* begin Task input *
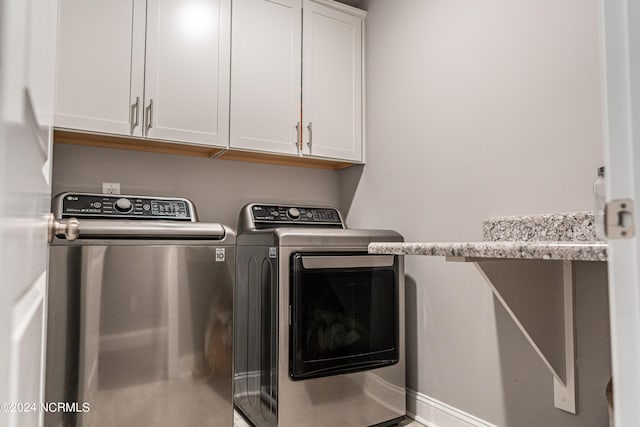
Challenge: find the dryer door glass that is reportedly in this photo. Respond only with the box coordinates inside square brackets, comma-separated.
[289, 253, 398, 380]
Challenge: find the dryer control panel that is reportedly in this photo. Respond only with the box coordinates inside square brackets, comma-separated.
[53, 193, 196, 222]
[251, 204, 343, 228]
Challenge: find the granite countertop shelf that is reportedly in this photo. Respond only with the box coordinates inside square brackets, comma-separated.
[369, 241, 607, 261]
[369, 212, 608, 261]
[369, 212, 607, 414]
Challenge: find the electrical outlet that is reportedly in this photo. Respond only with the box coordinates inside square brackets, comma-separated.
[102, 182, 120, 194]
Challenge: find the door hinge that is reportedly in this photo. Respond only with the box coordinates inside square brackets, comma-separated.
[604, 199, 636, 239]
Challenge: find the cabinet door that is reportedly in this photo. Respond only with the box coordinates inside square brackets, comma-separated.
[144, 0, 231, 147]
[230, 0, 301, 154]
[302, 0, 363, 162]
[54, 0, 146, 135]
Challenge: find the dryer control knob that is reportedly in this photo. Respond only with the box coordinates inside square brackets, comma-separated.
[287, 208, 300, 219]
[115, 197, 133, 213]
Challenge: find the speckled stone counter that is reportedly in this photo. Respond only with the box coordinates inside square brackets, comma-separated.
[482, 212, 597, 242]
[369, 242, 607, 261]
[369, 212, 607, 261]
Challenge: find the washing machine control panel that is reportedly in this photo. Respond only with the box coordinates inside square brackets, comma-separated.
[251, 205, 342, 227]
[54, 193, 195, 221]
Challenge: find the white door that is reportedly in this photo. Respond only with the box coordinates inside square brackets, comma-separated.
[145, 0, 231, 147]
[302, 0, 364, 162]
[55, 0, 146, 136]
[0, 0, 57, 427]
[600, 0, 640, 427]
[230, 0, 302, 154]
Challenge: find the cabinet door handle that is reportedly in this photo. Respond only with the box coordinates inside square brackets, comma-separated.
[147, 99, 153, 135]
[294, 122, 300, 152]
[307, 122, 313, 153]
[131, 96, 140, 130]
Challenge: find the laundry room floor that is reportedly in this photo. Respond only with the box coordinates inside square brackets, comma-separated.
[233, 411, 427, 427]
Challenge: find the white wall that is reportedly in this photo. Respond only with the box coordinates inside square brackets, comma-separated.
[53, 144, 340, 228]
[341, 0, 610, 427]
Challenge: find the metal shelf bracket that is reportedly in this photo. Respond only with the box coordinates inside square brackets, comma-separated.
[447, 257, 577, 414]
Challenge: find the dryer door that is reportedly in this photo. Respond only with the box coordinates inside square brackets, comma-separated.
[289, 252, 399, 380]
* end Task input *
• [What you are asked to do]:
Rewrite all the records above with "reportedly" changed to "supposedly" and everything else left as it is, and leave the pictures out of your answer.

• [Written answer]:
Challenge: find the dryer door glass that is supposedly in this photo. Respond only with the box coordinates inside square brackets, comma-separated.
[289, 253, 398, 380]
Challenge: find the dryer control panel that is supposedly in this photo. Respond only with the box coordinates inside square brackets, comma-separated.
[53, 193, 196, 222]
[251, 204, 343, 228]
Challenge: find the granite countertop shelf that is supposedly in this photo. Respond only with the box coordinates inside square brackets, comma-separated.
[369, 241, 607, 261]
[369, 212, 608, 261]
[369, 212, 607, 414]
Challenge: find the electrical outlet that is supposedly in this photo. Respond only with the box coordinates inside square brackets, comma-separated.
[102, 182, 120, 194]
Challenge: find the door hinge that is supposedly in this photo. Respond only with the box coordinates inside square brackets, comma-separated.
[604, 199, 636, 239]
Challenge: find the cabinet door that is supposedly in this photo. Respond only with the box coordinates inside square brackets, comma-separated.
[144, 0, 231, 147]
[230, 0, 301, 154]
[302, 0, 363, 162]
[54, 0, 146, 135]
Challenge: find the dryer control knob that is supposedly in this photo. Respond only with the box coordinates inside square brackets, comma-separated.
[287, 208, 300, 219]
[115, 197, 133, 213]
Challenge: find the speckled stone counter that is supposedly in this photo. Respond only with the box coordinates inside square brackets, comma-separated.
[482, 212, 597, 242]
[369, 242, 607, 261]
[369, 212, 607, 261]
Challenge: find the washing machine control panel that is supposedly in this photo. Respond only with the box coordinates inside square brackets, comma-separated.
[251, 205, 342, 227]
[54, 193, 195, 221]
Challenge: find the white door that is supposedly in this photo. Respond only with the box coordinates inside square brackets, comma-separated.
[145, 0, 231, 147]
[302, 0, 364, 162]
[55, 0, 146, 136]
[0, 0, 57, 427]
[600, 0, 640, 427]
[230, 0, 302, 154]
Challenge: find the cabinet door handle that is supposedly in this photo. Respond only with the box coordinates inside square brackets, comma-separated.
[147, 99, 153, 135]
[294, 122, 300, 152]
[307, 122, 313, 153]
[131, 96, 140, 130]
Challenge: find the laundry room floor that is supposedly in this photo. Respond only with the box coordinates inside square brackets, comma-separated.
[233, 411, 427, 427]
Challenge: find the white wall that is supposedly in this photo. Respond only with the box coordinates inside square brackets, comma-separated.
[53, 144, 340, 228]
[341, 0, 610, 427]
Challenge: find the metal shelf bracket that is supposedly in this photo. Respond only with the box coordinates inside square brackets, comma-separated.
[447, 257, 577, 414]
Challenge: find the dryer door that is supposedly in this photo. Respond only with the box coordinates inside square brackets, comma-separated.
[289, 252, 399, 380]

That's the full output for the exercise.